MATERIAL PROVIDED:

▶

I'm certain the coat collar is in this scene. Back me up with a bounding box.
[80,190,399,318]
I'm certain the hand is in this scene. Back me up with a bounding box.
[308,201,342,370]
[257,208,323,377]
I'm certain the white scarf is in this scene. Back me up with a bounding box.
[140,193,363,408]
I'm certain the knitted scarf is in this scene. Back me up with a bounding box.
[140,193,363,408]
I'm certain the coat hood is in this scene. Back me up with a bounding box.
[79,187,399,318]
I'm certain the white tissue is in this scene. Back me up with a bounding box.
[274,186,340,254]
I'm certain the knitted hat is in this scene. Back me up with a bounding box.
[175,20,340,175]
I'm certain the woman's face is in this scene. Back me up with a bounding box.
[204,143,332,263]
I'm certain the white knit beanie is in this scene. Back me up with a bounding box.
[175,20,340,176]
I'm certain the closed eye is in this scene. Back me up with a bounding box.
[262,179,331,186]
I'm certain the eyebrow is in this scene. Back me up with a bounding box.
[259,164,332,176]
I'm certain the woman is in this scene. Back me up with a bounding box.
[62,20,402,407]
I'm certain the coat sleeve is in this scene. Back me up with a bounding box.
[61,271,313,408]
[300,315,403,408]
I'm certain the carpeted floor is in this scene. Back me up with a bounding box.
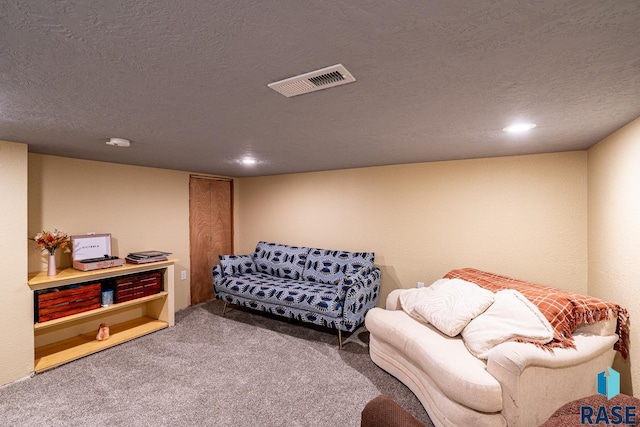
[0,301,432,427]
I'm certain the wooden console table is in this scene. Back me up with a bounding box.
[28,259,177,372]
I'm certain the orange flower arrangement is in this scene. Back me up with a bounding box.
[31,228,70,255]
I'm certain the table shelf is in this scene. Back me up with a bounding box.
[28,259,177,372]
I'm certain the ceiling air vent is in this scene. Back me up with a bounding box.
[267,64,356,98]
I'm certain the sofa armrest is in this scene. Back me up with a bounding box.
[487,334,618,377]
[219,255,258,277]
[338,267,381,331]
[487,334,618,427]
[385,289,405,310]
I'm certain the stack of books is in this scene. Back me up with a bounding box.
[125,251,171,264]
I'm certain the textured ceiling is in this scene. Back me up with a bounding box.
[0,0,640,177]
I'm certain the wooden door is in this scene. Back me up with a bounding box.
[189,176,233,304]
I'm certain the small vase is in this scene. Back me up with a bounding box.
[47,253,58,276]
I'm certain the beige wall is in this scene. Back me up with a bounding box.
[235,151,587,300]
[588,115,640,394]
[0,141,33,386]
[28,154,191,310]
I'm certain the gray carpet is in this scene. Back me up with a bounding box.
[0,301,432,427]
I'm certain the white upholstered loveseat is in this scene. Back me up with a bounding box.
[365,269,627,427]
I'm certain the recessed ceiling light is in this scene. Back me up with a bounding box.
[107,138,131,147]
[502,123,536,133]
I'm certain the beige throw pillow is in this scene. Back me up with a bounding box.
[462,289,553,360]
[413,279,494,337]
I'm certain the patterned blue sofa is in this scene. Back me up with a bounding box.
[213,242,380,347]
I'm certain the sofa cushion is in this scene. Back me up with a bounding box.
[253,242,309,280]
[219,255,256,276]
[302,248,375,284]
[366,307,502,412]
[217,273,343,317]
[462,289,553,360]
[413,279,494,337]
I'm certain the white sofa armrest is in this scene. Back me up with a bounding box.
[385,289,404,310]
[487,334,618,376]
[487,333,618,426]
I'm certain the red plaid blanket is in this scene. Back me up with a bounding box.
[444,268,629,359]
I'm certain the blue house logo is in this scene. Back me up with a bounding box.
[580,368,638,425]
[598,368,620,400]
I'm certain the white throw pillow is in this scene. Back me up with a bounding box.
[398,279,451,325]
[462,289,553,360]
[413,279,493,337]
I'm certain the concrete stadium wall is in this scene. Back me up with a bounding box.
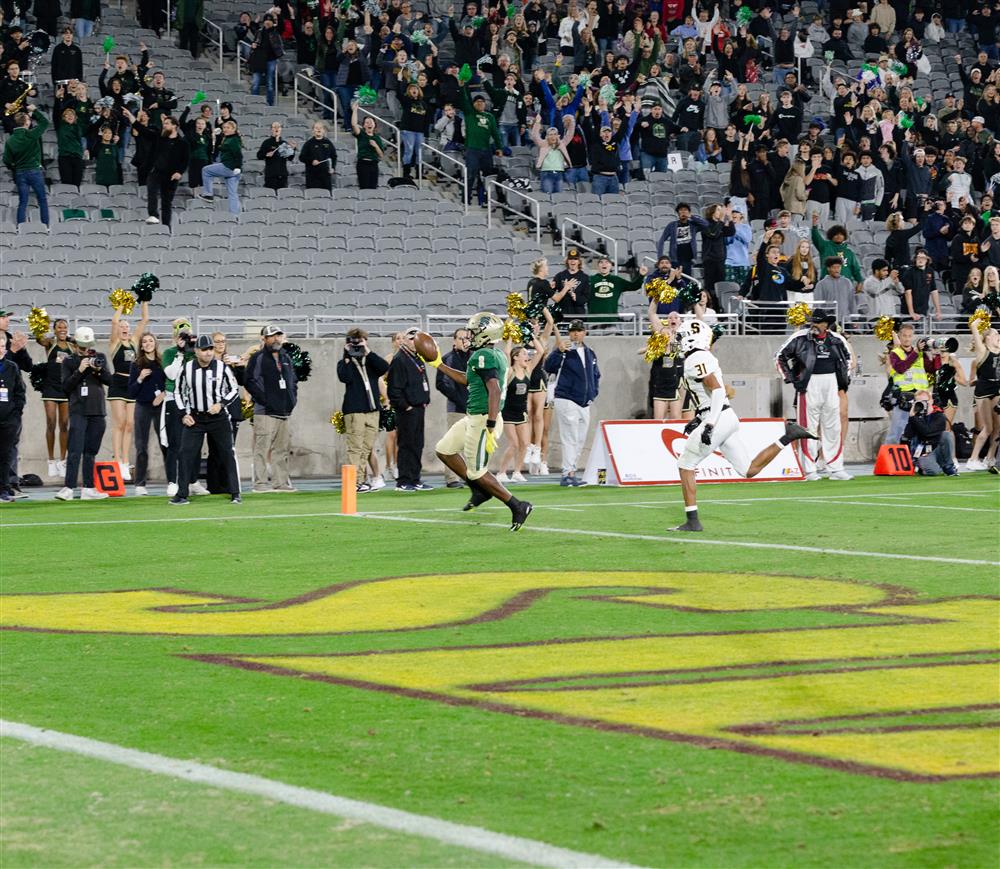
[13,336,972,481]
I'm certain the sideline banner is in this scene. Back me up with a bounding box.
[584,419,805,486]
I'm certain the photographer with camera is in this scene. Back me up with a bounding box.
[903,389,958,477]
[0,341,26,504]
[56,326,111,501]
[245,326,298,492]
[337,329,389,494]
[883,323,944,444]
[775,306,851,480]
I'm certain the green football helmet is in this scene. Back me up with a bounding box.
[466,311,503,347]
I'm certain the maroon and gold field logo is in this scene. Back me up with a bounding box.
[0,572,1000,782]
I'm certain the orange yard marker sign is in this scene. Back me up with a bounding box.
[340,465,358,515]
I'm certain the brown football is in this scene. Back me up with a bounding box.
[413,332,440,362]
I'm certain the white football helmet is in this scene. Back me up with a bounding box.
[677,319,712,353]
[466,311,503,347]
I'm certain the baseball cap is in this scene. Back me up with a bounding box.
[73,326,97,347]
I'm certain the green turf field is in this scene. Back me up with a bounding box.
[0,474,1000,867]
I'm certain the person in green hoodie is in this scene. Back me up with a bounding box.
[587,256,649,323]
[812,214,864,293]
[56,108,85,187]
[458,85,503,205]
[3,105,49,226]
[199,120,243,214]
[94,125,122,187]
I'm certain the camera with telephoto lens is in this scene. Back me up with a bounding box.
[344,337,365,359]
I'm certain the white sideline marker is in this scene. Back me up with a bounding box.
[0,719,632,869]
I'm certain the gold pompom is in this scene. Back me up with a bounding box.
[969,307,993,335]
[28,308,52,340]
[108,287,135,317]
[646,278,677,305]
[500,320,521,343]
[875,314,896,341]
[643,332,670,362]
[507,293,528,322]
[787,302,812,327]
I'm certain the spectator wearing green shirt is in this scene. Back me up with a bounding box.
[199,120,243,214]
[812,214,864,293]
[3,106,49,227]
[587,256,648,324]
[56,107,85,187]
[458,86,502,205]
[351,100,385,190]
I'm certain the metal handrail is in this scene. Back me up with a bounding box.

◀

REQUEST:
For this exercise, please retype exactly the lines in the listing from the line with "I'm certain the camera" through its last line, both ends included.

PROBLEM SOLUTION:
I'm certain the camera with telephoto lens is in this scene. Back me up with a bounding box.
[344,337,365,359]
I'm certain the white sideline marker is in this scene. Back me up with a bounding box.
[0,719,632,869]
I'm certain the gold pompom is in this scene. Back me up with a bounding box.
[969,307,993,335]
[28,308,52,340]
[108,287,135,317]
[646,278,677,305]
[500,320,521,343]
[875,314,896,341]
[643,332,670,362]
[507,293,528,322]
[787,302,812,327]
I'm certain the spectator wearing green shirt is in this scene. Back me up with a bounding box.
[199,120,243,214]
[812,214,864,293]
[3,106,49,227]
[587,256,648,324]
[56,107,85,187]
[458,86,502,205]
[351,100,385,190]
I'm certain the metal handrail is in this scene. Back me up with a bounding box.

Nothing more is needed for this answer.